_Task statement_. Please repeat only these lines, exactly: the one containing "Where can the bare" and all that come after it in the material.

Start of Source material

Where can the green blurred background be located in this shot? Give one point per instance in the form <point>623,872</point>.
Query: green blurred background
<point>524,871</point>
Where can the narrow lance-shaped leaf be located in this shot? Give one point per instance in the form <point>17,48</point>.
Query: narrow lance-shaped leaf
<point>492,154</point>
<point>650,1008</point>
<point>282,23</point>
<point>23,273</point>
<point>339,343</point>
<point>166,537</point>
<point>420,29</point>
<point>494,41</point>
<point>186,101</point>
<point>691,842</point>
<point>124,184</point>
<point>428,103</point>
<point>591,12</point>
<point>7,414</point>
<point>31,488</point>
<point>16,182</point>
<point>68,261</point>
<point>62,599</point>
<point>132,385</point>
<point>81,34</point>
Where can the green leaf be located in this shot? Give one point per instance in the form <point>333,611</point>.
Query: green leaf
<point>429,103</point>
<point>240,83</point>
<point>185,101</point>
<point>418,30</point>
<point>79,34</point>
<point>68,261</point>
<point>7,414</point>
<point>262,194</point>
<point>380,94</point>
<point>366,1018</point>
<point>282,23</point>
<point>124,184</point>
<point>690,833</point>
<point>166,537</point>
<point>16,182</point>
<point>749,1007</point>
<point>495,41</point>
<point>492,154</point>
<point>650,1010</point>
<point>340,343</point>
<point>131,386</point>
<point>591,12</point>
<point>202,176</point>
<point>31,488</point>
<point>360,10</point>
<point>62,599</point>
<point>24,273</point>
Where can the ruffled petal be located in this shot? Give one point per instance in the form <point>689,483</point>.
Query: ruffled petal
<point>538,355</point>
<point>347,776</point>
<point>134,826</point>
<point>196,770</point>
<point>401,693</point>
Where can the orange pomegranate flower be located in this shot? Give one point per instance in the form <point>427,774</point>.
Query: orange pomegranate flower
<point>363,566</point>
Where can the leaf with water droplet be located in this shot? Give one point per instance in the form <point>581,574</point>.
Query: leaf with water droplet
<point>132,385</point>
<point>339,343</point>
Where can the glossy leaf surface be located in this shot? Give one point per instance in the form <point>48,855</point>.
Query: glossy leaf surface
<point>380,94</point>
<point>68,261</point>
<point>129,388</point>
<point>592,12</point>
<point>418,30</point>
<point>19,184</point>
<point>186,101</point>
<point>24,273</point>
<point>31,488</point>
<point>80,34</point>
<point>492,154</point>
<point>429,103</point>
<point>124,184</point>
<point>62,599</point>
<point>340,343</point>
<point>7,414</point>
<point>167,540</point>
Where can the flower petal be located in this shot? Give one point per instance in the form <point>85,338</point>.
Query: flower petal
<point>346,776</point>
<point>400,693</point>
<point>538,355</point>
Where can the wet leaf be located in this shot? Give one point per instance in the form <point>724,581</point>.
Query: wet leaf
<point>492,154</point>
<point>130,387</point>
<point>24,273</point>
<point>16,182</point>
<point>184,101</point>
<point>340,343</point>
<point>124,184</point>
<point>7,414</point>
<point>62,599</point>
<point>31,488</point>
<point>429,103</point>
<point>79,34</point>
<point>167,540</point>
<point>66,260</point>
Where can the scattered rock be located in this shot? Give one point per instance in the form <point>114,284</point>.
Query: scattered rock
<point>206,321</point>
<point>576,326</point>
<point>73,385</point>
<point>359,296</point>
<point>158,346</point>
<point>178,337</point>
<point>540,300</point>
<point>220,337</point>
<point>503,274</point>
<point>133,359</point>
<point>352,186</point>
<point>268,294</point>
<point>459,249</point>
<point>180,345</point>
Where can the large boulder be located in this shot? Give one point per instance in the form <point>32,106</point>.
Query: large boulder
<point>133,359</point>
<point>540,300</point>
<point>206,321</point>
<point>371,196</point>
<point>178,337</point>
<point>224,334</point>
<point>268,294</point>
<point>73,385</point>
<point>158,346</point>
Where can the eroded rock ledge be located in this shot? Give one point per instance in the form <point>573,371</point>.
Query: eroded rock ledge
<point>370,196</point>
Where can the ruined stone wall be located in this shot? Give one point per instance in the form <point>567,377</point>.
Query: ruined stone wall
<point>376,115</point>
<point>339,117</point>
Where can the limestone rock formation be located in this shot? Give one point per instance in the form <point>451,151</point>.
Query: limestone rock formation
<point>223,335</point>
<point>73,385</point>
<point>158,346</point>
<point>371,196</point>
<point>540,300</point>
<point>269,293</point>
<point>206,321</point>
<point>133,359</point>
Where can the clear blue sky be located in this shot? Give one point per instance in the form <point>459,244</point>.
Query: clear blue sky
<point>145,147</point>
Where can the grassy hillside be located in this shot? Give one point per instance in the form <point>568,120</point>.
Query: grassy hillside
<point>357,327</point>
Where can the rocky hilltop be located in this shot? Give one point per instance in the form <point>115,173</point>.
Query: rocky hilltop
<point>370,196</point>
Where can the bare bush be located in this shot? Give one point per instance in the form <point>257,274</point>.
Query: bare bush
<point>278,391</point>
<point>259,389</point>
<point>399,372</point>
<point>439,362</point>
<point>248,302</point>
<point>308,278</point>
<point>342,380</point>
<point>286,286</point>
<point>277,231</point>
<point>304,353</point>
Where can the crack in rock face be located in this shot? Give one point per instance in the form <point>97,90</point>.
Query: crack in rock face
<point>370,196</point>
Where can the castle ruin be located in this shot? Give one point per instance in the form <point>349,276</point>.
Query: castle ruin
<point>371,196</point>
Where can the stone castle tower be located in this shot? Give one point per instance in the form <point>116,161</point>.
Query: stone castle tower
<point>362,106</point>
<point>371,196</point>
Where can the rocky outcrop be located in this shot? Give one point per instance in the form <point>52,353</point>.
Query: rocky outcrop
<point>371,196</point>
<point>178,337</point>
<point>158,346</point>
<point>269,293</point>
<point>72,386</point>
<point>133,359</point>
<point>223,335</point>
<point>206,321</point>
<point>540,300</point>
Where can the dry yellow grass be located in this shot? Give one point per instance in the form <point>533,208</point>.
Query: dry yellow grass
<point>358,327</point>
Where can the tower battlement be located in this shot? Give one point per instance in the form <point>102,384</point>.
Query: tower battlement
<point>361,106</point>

End of Source material

_Response to the exercise_.
Where can the bare bush be located in this shot? Give one point per instance in the form <point>257,274</point>.
Query: bare bush
<point>278,391</point>
<point>259,389</point>
<point>399,372</point>
<point>439,362</point>
<point>248,302</point>
<point>308,278</point>
<point>342,380</point>
<point>286,286</point>
<point>277,231</point>
<point>304,353</point>
Where can the crack in rock face be located in this shot? Give one point per instance in the form <point>97,90</point>.
Query: crack in rock face
<point>370,196</point>
Where can the castle ruin be located in this shot? Give one point per instance in the form <point>349,276</point>.
Query: castle ruin
<point>371,196</point>
Where can the stone castle tower be located in this shot? Give one point per instance in the form <point>116,161</point>.
Query: stone castle tower
<point>362,106</point>
<point>371,196</point>
Where can the rocky outcrop be located in this shot? Give one point per instance in the form <point>52,353</point>.
Query: rocky outcrop
<point>371,196</point>
<point>178,337</point>
<point>158,346</point>
<point>269,293</point>
<point>72,386</point>
<point>133,359</point>
<point>223,335</point>
<point>206,321</point>
<point>540,300</point>
Where can the dry yellow grass be located in this shot? Give one point per instance in the form <point>533,208</point>.
Query: dry yellow grass
<point>358,327</point>
Where can the tower battlement be located in this shot? Give one point per instance in the form <point>102,384</point>.
Query: tower battlement
<point>361,106</point>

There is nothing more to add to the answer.